Prepared for the Conference of Presidents
of Major American Jewish Organizations

by the Jerusalem Center for Public Affairs

DAILY ALERT
Tuesday,
October 8, 2019
Daily Alert will not appear on
Wednesday, October 9,
the Jewish Holiday of Yom Kippur

News Resources - North America, Europe, and Asia:

  • White House Insists U.S. Didn't Give Turkey a "Green Light" to Kill Kurds in Syria - Dave Lawler
    The White House insisted Monday that President Trump did not offer Turkey a "green light" to slaughter U.S.-backed Kurdish forces in northern Syria. Trump warned in a tweet that he would "destroy and obliterate" Turkey's economy if it did anything he found "off limits."
        A senior administration official said the U.S. was withdrawing 50-100 special forces troops currently operating near the Turkey-Syria border, but not pulling out of Syria entirely.

• DATA SHOWN
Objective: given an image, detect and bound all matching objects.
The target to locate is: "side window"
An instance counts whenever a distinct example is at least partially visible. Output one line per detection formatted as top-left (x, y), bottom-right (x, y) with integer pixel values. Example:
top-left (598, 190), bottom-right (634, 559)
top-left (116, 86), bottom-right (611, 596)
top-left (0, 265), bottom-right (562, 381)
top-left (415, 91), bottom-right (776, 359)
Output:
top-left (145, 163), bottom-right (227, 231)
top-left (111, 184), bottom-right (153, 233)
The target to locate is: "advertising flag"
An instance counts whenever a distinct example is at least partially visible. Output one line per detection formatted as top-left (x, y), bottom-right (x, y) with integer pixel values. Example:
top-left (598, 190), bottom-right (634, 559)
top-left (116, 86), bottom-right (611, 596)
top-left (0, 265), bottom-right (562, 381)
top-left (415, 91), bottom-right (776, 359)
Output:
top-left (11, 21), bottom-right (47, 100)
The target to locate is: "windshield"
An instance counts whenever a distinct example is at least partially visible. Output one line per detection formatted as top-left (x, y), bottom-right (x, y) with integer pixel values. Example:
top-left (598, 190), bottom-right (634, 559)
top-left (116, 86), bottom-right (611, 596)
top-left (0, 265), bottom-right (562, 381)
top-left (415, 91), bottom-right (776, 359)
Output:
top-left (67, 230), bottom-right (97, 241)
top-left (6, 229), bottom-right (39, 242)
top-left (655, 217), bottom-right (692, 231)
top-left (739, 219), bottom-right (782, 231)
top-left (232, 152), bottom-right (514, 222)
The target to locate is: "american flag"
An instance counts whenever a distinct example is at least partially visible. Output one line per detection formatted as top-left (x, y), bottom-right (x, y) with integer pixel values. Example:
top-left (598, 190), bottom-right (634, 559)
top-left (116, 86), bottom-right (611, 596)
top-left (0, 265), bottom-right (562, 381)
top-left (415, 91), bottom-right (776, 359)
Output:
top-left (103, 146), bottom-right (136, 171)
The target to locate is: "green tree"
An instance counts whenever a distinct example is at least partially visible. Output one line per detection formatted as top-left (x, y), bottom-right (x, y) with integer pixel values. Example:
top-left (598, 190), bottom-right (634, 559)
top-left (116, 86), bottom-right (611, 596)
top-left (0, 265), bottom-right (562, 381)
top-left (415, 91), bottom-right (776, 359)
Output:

• OBJECTIVE
Give the part of the news digest from "by the Jerusalem" to "of Syria entirely." again, changing "special forces troops" to "commandos". The items are separate material with no connection to the news digest.

• SOLUTION TO THIS PROBLEM
by the Jerusalem Center for Public Affairs

DAILY ALERT
Tuesday,
October 8, 2019
Daily Alert will not appear on
Wednesday, October 9,
the Jewish Holiday of Yom Kippur

News Resources - North America, Europe, and Asia:

  • White House Insists U.S. Didn't Give Turkey a "Green Light" to Kill Kurds in Syria - Dave Lawler
    The White House insisted Monday that President Trump did not offer Turkey a "green light" to slaughter U.S.-backed Kurdish forces in northern Syria. Trump warned in a tweet that he would "destroy and obliterate" Turkey's economy if it did anything he found "off limits."
        A senior administration official said the U.S. was withdrawing 50-100 commandos currently operating near the Turkey-Syria border, but not pulling out of Syria entirely.